● PROBLEM: Give back exactly the lines that run from the line containing "Where in the photo above can the mottled" through the end of the listing below. Leave out every other line.

● PROVIDED RECORDS:
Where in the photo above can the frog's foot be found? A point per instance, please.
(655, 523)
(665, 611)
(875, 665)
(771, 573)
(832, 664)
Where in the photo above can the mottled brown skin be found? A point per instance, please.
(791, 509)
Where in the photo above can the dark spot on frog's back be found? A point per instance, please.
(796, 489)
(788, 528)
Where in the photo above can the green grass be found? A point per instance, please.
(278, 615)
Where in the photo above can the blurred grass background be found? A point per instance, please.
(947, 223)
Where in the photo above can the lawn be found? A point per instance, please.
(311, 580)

● EXERCISE ANSWER:
Where in the photo above can the mottled brown skin be found? A point per instance, please.
(791, 509)
Where in the photo above can the dark spot on frog's back be found? A point per instance, please.
(796, 489)
(788, 528)
Where in the photo above can the green grass be found? A point per instance, please.
(278, 615)
Where in the photo above can the blurred grass background be found? A point per instance, please.
(947, 223)
Where in the photo above can the lawn be found? A point per instance, please.
(311, 580)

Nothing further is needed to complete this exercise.